**AIM OF THE TASK:** How many lines in the records below contain the string "positive"? Matching is case-sensitive; reply with the number alone.

**RECORDED INFORMATION:**
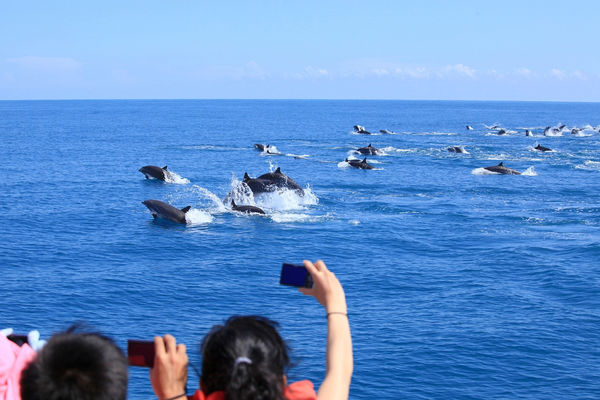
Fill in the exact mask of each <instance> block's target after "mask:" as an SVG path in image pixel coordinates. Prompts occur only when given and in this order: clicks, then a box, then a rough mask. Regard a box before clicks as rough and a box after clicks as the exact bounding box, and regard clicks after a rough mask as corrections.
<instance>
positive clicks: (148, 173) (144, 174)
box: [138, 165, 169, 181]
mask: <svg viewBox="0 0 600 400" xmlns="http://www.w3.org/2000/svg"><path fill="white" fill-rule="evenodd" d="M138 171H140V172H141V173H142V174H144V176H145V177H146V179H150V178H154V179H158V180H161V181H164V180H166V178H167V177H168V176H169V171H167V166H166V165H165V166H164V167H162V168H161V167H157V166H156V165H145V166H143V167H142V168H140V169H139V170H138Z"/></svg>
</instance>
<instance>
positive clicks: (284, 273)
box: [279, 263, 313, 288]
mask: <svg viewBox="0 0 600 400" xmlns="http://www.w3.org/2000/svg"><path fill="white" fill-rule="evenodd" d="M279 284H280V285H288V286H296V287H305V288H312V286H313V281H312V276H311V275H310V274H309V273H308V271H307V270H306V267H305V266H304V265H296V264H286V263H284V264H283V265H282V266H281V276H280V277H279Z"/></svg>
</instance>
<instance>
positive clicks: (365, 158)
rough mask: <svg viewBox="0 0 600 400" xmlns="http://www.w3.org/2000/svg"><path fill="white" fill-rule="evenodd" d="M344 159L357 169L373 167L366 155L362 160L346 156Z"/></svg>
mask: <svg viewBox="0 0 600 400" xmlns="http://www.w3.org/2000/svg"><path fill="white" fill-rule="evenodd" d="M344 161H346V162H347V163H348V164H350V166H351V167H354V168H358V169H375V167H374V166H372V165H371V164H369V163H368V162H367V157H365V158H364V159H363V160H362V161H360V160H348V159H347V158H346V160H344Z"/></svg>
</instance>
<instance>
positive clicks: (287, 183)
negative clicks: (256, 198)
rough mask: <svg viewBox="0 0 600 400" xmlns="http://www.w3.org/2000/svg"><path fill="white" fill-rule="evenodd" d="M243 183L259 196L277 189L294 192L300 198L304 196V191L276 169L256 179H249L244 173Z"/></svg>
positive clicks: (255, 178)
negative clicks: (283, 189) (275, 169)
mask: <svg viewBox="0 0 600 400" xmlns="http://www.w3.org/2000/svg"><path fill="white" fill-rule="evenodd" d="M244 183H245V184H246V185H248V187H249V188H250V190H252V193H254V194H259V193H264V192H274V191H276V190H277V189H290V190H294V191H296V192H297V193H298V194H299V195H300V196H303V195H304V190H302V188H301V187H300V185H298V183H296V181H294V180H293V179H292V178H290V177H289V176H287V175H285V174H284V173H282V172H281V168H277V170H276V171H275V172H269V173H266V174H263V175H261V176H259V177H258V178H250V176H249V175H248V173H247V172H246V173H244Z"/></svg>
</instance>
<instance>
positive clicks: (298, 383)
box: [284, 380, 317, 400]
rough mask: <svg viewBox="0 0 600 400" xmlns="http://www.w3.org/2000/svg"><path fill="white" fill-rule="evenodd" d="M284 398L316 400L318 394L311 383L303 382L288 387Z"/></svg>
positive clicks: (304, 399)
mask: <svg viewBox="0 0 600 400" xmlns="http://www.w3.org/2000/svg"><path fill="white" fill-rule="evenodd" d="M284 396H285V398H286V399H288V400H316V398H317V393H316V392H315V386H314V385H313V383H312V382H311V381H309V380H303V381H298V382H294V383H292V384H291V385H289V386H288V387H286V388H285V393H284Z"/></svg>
--
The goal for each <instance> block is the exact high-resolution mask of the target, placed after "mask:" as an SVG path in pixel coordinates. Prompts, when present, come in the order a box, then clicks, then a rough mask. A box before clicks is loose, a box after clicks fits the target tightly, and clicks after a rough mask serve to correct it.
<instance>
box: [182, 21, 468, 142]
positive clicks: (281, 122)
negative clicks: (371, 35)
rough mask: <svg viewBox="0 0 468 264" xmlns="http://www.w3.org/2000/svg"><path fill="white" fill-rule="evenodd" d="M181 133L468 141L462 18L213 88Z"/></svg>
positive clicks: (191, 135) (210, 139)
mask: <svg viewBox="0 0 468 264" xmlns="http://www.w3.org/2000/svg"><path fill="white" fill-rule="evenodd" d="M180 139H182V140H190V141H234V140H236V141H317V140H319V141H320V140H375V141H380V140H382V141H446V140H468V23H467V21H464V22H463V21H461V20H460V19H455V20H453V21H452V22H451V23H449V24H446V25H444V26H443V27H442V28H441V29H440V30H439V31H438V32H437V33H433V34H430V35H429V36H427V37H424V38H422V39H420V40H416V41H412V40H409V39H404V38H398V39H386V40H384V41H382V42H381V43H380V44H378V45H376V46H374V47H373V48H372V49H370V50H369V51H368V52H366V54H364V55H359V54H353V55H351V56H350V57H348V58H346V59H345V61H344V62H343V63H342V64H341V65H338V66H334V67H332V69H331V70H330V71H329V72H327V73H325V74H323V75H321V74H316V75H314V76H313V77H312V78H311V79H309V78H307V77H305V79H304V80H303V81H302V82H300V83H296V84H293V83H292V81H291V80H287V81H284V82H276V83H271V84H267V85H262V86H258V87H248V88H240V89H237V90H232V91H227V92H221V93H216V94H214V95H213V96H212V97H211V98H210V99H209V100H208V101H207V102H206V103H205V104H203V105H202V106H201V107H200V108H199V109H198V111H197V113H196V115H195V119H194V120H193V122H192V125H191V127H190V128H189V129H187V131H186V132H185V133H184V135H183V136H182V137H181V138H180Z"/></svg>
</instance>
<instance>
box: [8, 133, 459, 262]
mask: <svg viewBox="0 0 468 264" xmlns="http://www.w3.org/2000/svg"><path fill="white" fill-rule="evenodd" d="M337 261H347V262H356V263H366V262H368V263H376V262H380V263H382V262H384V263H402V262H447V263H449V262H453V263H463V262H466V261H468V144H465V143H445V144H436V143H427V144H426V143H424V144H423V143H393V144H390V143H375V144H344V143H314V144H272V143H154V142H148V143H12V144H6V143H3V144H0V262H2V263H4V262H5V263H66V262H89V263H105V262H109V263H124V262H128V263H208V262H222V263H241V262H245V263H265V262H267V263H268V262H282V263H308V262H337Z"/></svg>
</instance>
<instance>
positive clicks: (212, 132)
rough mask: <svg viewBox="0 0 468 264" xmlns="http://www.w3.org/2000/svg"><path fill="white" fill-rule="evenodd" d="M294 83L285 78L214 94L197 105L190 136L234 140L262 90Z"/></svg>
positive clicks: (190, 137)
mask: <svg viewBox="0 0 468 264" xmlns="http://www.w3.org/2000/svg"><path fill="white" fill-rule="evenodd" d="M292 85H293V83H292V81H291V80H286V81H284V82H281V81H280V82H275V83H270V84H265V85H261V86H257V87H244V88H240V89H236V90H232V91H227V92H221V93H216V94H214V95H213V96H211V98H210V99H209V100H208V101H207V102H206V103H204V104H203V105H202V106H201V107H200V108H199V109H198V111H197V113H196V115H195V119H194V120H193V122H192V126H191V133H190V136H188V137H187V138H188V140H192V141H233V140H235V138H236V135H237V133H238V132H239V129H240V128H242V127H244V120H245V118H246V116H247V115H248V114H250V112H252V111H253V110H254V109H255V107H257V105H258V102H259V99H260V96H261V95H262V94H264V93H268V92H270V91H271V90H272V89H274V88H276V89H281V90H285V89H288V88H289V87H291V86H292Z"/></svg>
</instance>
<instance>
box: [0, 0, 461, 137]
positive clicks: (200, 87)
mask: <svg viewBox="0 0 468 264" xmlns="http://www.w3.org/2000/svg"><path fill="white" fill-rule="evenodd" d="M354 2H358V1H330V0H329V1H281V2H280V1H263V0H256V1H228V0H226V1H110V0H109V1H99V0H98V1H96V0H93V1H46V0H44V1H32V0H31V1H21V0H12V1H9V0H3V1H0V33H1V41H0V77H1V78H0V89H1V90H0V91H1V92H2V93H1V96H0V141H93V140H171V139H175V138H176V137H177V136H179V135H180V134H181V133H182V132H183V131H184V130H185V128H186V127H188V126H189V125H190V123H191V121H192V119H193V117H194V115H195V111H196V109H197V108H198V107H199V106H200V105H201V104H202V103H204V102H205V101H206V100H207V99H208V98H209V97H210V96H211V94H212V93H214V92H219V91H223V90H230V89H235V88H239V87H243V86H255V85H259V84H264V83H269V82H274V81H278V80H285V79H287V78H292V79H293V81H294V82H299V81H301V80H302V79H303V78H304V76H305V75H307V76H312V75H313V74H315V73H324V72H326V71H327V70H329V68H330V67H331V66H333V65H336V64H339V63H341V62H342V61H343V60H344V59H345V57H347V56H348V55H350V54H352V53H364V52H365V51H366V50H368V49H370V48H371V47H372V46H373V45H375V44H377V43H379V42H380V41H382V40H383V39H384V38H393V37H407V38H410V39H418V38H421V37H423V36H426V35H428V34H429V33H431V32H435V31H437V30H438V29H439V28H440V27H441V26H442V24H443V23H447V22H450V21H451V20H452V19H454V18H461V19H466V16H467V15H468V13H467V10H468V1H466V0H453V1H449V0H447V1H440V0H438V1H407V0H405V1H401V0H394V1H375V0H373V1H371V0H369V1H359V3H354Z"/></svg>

**EXPECTED ANSWER:** 12